━━ EXTRACT TO READ

Love Letter from a Child of Labor:
2. A Love Letter from a Child of Labor

Posted by Bob on August 30th, 2007

I am a child of labor, born into a labor family; timewise, in the middle of The Great Depression; placewise, in the middle of an ethnically diverse working class town in New Jersey. I grew up with the Labor Movement.

My father was my hero. All 6 feet 2 inches and 195 pounds of him! A high school drop-out who later took an Associate of Science Degree in Chemistry. For that is where he worked, in a chemical factory on the waterfront!

Here was a man who was instrumental in founding a labor union—an Independent Labor Union—and then becoming its President during World War II. Here was a man who, at the end of his 50-year tour, was the only worker who refused to join the “closed shop” of a corrupt and tyrannical union that had taken over the Independent.

The Third Way

For Dad, American Labor was “The Third Way.” He rejected the greed of the “Capitalistic Credo” which he labeled “Management.” He rejected the tyranny of “Communistic Totalitarianism” which he termed “Tin Horn Dictators.”

The Labor Union Objectives were simple and linear. Dad summarized them as “The Three S’s” which insured performance (See Figure 2):

  • Safety—Protection from harm;
  • Security—Protection from abuses;
  • Salary—Sharing in profits.

First, insure the safety of “the men.” In the 1920s and 1930s, dozens of men had died from poisonous fumes. Dad had, himself, been severely poisoned while running the pilot lab as a 16-year-old.

Second, insure the workers’ security. Seniority played an important role here in guaranteeing the job according to the time-on-job and independent of abuses of the manager’s sometimes “random whims.”

Historic Labor Union Objectives

Figure 2. Historic Labor Union Objectives

Third, insure the workers’ salaries. The men understood that they were implementers and not initiators of the industrial designs. They simply wanted a “fair share” for their physical labor.

I accompanied Dad on many of his activities as union leader. The main principle that I got was his commitment to “The Third Way.” For example, when the union was going out on strike, management hired busloads of what Dad called “axe-handle-wielding goons” from the Pennsylvania mining towns. Dad chose to invite our town’s mayor and the council to visit the strike on the occasion of the “Pennsylvania Visitation.” Needless to say, there was no violence. When talking about it later, Dad claimed that his action had saved “those Pennsylvania boys’ lives.”

Leading this group of men was not an easy task. In fact, it was quite physical. Every few months, Dad had to “throw” one of the men who challenged his authority. The only movies that I saw which approached representing the workers’ experience were “On the Waterfront” and, later on, “Matewan.”

In terms of safety, Dad was the only person to ever climb down the ladders of the huge vats to save someone who had been overcome by poisonous gases. He saved six men that way.

In terms of salary, the union leaders were able to influence management to a “no lay-off” policy during “hard times.” First, they cut the work to four days a week; then they cut the work to three days a week. At least they ensured the survival of the workers’ families.

━━━━

▶ WHAT YOU NEED TO DO:
Write out the love letter's wording from "Figure 2. Historic" up to and including "their physical labor.". The data that follows has nothing to do with the love letter above.

━━ DATA PROVIDED

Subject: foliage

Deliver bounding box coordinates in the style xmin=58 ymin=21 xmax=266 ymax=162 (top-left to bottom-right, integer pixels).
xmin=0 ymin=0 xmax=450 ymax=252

━━━━

▶ REPLY:
Figure 2. Historic Labor Union Objectives

Third, insure the workers’ salaries. The men understood that they were implementers and not initiators of the industrial designs. They simply wanted a “fair share” for their physical labor.